══ Entries supplied
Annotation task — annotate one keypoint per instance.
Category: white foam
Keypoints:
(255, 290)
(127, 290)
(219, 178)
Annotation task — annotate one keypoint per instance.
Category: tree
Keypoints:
════
» What you will do
Output the lines from the one with "Category: white foam" through the end of the records above, exactly, including both ends, and nothing besides.

» Answer to this task
Category: white foam
Keypoints:
(255, 290)
(127, 290)
(219, 178)
Annotation task — annotate one keypoint per instance.
Category: tree
Keypoints:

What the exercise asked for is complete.